▶ **EXCERPT TO READ**
- - - -
Some local authorities in England fear extinction.
A few months ago, swimmers gathered in the water at the Bramley Baths, a fine Edwardian building in Leeds that has been in use since 1904, to watch the 1970s cult movie Jaws as one "has never seen it before".
On Sunday, they will hold a more prosaic fund-raiser, urging members to bring along cakes for afternoon teas in the bath’s gardens. Recently, they urged parents to bring along their babies for a photoshoot.
Bramley has to spend a lot of time thinking about fund-raising since its transfer into community ownership last year on a 25-year lease after Leeds City Council decided that it no longer wanted to pay for it.
In Newcastle, however, the famous City Pool, which was the first training ground for three British Olympians, has already closed – following cost-cutting by Newcastle City Council as it seeks to cut £100 million off its spending.
Funding problems are not going away. On Wednesday, UK chancellor of the exchequer George Osborne announced that councils in England will get 10 per cent less in 2015/16, on top of the 33 per cent fall in state grants that has occurred since 2010.
Frivolous spending
In some cases, the cutbacks have prompted much-needed reform: layers of management have been removed in some places; some councils have combined to share services, while frivolous spending by councillors is coming under the microscope as never before.
- - - -
Stored data entries
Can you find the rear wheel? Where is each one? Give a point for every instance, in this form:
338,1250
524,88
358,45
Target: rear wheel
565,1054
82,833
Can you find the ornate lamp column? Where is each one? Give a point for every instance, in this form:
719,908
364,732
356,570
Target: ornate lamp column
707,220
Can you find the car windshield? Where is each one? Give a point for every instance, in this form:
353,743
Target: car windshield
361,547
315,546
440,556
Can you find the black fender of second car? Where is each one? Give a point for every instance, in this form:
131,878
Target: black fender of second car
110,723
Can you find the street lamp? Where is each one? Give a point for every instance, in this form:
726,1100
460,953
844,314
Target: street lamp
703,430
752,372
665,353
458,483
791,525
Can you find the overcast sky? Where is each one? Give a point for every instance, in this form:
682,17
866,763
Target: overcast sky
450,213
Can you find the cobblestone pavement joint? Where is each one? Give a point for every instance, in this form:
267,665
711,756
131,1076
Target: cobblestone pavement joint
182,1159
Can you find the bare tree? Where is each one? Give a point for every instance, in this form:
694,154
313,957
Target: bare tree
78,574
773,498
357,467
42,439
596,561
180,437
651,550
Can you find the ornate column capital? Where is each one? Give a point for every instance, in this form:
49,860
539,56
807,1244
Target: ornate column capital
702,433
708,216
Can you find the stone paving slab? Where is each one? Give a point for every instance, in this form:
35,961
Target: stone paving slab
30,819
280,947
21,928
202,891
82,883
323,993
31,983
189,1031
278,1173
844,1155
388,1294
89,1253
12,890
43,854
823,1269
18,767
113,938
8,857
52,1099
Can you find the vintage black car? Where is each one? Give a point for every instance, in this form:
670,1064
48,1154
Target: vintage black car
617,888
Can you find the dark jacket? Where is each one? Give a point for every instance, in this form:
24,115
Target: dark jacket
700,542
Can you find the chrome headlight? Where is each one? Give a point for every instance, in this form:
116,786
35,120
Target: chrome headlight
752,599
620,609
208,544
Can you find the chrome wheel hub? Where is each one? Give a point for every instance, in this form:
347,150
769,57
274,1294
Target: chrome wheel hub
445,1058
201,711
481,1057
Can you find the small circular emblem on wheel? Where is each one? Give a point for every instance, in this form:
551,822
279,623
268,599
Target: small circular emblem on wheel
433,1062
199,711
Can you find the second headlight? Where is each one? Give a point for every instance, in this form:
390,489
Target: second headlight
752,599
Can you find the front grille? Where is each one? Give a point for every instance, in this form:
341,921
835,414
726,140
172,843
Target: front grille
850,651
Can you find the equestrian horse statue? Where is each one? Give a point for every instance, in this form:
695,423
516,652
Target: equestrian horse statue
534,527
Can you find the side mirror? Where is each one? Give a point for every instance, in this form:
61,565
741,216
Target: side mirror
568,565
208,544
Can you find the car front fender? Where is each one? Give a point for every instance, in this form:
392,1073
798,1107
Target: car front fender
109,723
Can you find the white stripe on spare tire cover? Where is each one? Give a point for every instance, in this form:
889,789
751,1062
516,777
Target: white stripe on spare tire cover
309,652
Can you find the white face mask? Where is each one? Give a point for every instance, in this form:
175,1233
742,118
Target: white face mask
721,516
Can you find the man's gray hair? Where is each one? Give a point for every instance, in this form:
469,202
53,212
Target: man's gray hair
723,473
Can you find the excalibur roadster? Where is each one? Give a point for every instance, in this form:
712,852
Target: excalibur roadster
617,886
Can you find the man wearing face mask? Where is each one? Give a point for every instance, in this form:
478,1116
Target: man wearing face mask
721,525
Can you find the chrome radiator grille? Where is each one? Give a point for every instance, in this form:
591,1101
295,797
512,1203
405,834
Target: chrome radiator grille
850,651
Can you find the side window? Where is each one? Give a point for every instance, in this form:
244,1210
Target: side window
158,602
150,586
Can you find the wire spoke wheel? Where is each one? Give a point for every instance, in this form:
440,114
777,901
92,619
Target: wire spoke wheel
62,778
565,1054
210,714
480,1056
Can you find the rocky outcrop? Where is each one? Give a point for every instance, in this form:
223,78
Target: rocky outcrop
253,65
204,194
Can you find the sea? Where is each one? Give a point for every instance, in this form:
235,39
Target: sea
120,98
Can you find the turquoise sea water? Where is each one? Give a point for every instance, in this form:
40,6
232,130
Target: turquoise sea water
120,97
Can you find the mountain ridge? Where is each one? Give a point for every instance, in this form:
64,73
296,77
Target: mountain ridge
- - - -
▶ **REQUIRED WORK**
**1)** From the article on council funding cuts in England, list the reforms that the cutbacks have prompted in some places.
**2)** According to the article on council funding cuts, how much is Newcastle City Council seeking to cut from its spending?
**3)** Write a continuation of the article on council funding cuts in England, starting after its final sentence.

▶ **ANSWERS BY ITEM NUMBER**
**1)**
- Layers of management have been removed.
- Some councils have combined to share services.
- Frivolous spending by councillors is coming under the microscope as never before.

**2)** £100 million.

**3)**
The figures are startling: In 2010, Whitehall funding for local government (excluding education, police and fire) stood at £29.7 billion. By 2014/15, that contribution will have dropped to £22.1 billion.
The freeze on council tax rises that has been in place since the Conservatives/Liberal Democrats coalition came to power will continue for a further two years, though councils can over-ride that by having a local referendum.
So far, councils have done remarkably well, according to the London School of Economics’ Tony Travers, though even he points out that they have managed to make half of the savings that will be needed to be racked up by March 2015.
Even Tory MPs are worried. Last month, the Commons’ Public Accounts Committee, which has eight Tory members, warned that the Department of Communities and Local Government “does not properly understand the impact” of cuts on local services.
The Local Government Association complains that the latest cuts will “stretch essential services to breaking point in many areas”, warning that one council in Somerset in the West Country is unviable, while one-in-eight will fail to balance their budgets.
“It’s disappointing that a feudal approach still exists in relation to local government funding. Vital services are being damaged because councils do not have a seat at the table to negotiate a fair deal for local communities,” said Sir Mervyn Cockell.
However, necessity can be the mother of invention: £3.8 billion worth of social care funding is being transferred from the National Health Service to councils to pay for elderly care – an example of “joined-up thinking”, Cockell concedes.
“This will help older and vulnerable people to stay healthy and remain at home thereby avoiding unnecessary hospital admissions or emergency visits to A&E,” says communities secretary Eric Pickles. For some, the bluff and rotund Yorkshireman – “the model of lean government”, Osborne told MPs jokingly on Wednesday as he announced spending plans for 2015/16 – is the villain of the piece.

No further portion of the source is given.